== Information shown ==
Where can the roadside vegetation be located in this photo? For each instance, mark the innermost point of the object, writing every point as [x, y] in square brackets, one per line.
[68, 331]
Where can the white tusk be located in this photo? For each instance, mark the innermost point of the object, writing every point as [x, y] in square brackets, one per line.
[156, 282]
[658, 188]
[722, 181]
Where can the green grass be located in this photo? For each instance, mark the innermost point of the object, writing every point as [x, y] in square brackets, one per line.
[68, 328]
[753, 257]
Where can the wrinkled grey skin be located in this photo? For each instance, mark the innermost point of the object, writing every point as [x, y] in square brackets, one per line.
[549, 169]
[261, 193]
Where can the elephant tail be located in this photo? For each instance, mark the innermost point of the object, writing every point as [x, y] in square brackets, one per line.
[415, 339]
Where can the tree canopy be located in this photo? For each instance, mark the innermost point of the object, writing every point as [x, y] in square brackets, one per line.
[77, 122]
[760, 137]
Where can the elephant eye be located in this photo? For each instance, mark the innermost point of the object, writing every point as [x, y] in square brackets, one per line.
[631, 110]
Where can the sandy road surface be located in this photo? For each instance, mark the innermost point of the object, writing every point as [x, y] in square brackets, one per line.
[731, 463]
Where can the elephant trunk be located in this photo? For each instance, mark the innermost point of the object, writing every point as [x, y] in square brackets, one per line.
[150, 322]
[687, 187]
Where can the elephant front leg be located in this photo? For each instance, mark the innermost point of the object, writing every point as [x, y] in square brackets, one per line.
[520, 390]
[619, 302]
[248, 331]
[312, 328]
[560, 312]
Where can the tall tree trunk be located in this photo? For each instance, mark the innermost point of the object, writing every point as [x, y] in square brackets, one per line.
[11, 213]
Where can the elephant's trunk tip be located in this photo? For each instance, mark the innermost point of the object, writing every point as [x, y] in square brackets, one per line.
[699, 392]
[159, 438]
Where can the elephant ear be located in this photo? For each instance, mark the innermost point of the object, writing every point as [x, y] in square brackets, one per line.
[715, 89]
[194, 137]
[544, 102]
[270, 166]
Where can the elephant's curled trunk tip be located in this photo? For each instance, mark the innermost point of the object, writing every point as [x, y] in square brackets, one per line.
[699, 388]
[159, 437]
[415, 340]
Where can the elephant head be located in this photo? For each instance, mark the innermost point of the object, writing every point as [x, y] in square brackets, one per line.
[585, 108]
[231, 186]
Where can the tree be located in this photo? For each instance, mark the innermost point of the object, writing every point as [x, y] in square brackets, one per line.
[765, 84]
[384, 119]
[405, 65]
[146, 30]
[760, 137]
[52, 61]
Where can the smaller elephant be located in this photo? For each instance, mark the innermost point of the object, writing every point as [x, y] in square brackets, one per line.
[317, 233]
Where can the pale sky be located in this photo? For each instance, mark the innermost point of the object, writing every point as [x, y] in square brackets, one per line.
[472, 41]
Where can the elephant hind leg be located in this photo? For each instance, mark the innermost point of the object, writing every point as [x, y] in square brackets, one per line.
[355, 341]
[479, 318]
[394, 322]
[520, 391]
===
Task item: From the first line to the last, return the data exactly as written.

Result of the exercise:
Where can the roadside vegetation be located in this photo? For each instance, mark the innermost point of the object, writing every point as [x, y] in square brackets, one per line.
[68, 331]
Where can the white tusk be located in this photo? For each instance, mark the innermost point of the object, writing every point as [x, y] in square brackets, one per line.
[156, 282]
[658, 188]
[722, 181]
Where can the green grass be located in this photo? For each instance, mark the innermost point of the object, writing every point as [x, y] in square brackets, one per line.
[68, 328]
[753, 257]
Where can the wrinkled grey skin be located in this photo? For each instance, mark the innermost point of the object, writing every point as [x, y] in square brackets, one per line.
[549, 169]
[261, 193]
Where can the elephant tail be located in this photo? For each instance, mark the innermost point of the object, writing every point as [x, y] in square brackets, one per line.
[415, 339]
Where can the tree canopy be located in this photo? For each instance, mark the innermost point of the object, writing every point as [x, y] in square brackets, one per line.
[77, 122]
[760, 137]
Where can the elephant eye be located in this photo? For each instance, mark the innermost point of the object, writing every point as [x, y] in square brackets, one per line.
[631, 110]
Where can the sandy road surface be located in this photo? For each instance, mark the innermost point of the object, writing every point as [x, y] in square brackets, one per line.
[731, 463]
Where can the elephant trunk be located in this photo? For each instance, mark the innermost point of the object, writing every point as [x, y] in square brackets, one per line.
[150, 322]
[687, 187]
Where can the elephant front leg be located in this photo? For each instance, mark the innermost point of the object, writing every point as [x, y] in square brackets, one per line.
[520, 390]
[619, 302]
[248, 331]
[312, 328]
[560, 312]
Where can the tall tree trunk be located in this photo? For each instance, mark the innermost point of the object, writing every point as [x, y] in square brackets, one per line.
[11, 213]
Where can the elephant's trunk tip be located in this photo? For each instance, mark the innermost point of the object, writing every point as [x, y] in square brackets, one per line.
[699, 392]
[159, 438]
Where can the elephant ear be located in this photo? For each instance, mark the innermost point of the object, writing every point as [x, y] in square brackets, one per line.
[715, 89]
[194, 137]
[544, 102]
[270, 166]
Where can the elephant's curled trunk tip be located in this photo? For each instance, mark the innermost point of the object, writing every point as [x, y] in square brackets, one per line.
[699, 388]
[159, 437]
[415, 340]
Where can the elephant head be located in this photo? For each instance, mark the innermost point of the object, writing every point as [x, y] in square brackets, one per line.
[585, 108]
[231, 186]
Where can the tree be located in this photo? For each instance, mark the innermost point of the object, writing every point as [x, y] in square brackets, one per line.
[765, 84]
[384, 119]
[405, 65]
[146, 30]
[760, 137]
[52, 61]
Where can the smaller elephant be located in this photo? For each instance, mark the innermost point of the object, writing every point as [x, y] in square brackets, one per line.
[317, 233]
Where can the pale sky be located in this photo? For each instance, mark the innermost point of the object, writing every point as [x, y] in square brackets, one per line.
[472, 41]
Where can the elephant hind leg be located in this photo? For each instance, mark the innermost point of the object, writing every point as [x, y] in square brackets, one per line.
[355, 341]
[479, 318]
[394, 322]
[520, 391]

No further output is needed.